→ TASK
Pull out every line in the data below that contains the word "class".

→ RAW DATA
········

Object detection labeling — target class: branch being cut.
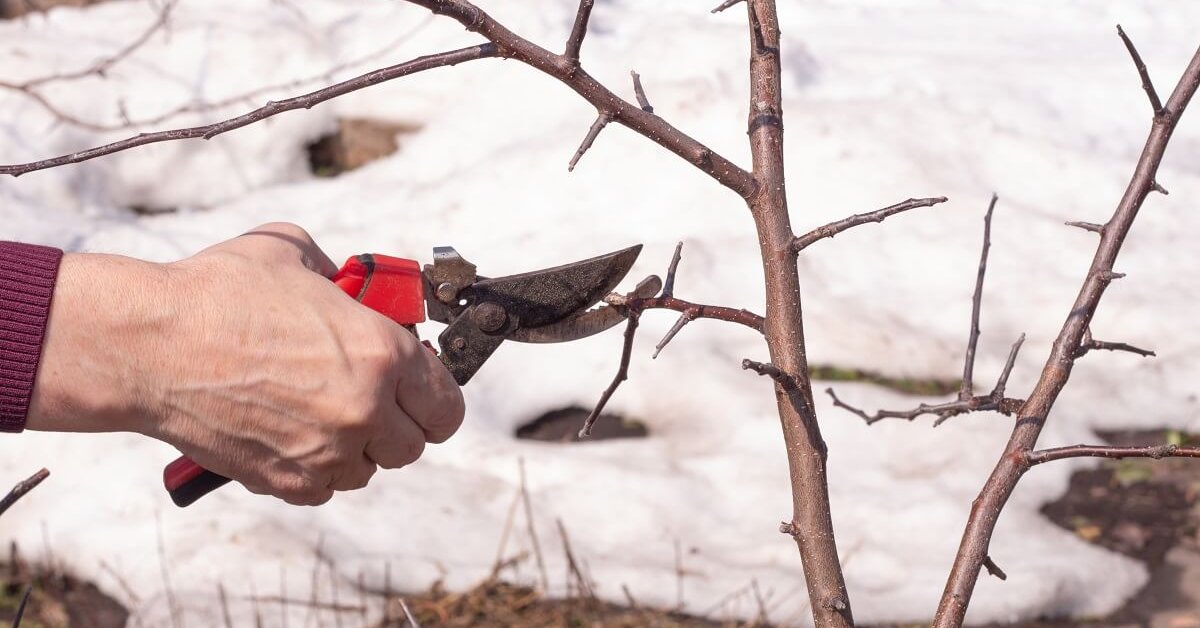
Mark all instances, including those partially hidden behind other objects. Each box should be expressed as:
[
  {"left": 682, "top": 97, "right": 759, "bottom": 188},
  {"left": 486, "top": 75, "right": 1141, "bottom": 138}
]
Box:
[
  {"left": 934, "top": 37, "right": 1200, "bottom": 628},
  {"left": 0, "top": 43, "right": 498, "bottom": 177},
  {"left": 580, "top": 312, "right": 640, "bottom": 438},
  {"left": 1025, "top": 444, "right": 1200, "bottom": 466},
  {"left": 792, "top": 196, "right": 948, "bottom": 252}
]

········

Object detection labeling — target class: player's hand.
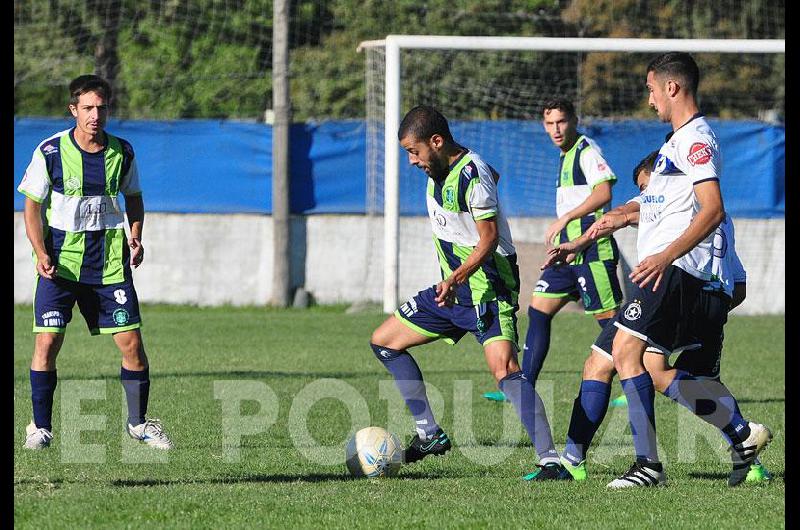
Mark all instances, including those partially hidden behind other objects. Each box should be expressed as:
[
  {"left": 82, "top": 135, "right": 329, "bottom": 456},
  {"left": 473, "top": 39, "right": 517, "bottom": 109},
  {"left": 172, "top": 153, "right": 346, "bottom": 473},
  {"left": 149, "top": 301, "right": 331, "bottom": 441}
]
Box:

········

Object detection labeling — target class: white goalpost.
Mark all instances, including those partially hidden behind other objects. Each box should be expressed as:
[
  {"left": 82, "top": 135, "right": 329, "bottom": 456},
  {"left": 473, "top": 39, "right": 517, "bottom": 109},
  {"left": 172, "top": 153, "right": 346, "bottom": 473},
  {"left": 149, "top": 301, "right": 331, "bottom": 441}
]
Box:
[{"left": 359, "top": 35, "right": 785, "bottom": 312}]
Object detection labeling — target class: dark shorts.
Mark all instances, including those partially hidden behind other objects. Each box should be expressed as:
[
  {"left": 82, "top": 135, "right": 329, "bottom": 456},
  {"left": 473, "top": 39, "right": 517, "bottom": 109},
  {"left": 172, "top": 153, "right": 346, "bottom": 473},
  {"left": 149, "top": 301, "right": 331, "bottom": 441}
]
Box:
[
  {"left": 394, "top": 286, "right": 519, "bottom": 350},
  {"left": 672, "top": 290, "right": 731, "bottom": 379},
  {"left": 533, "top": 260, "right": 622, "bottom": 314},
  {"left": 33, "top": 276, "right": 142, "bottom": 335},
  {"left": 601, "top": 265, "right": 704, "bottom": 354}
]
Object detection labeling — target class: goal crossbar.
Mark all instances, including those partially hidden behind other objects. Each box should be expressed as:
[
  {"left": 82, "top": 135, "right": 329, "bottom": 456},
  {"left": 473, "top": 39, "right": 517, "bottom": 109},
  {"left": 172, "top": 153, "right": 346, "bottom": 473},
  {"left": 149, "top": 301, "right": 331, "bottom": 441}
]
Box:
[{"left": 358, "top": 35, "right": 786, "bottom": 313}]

········

→ FULL OUTPUT
Object detection labeling — target class: branch being cut.
Object detection labeling — target class: player's hand.
Object detection labeling — target class: white goalpost.
Object detection labeling — target class: dark shorts.
Object detection labeling — target class: goal crossbar.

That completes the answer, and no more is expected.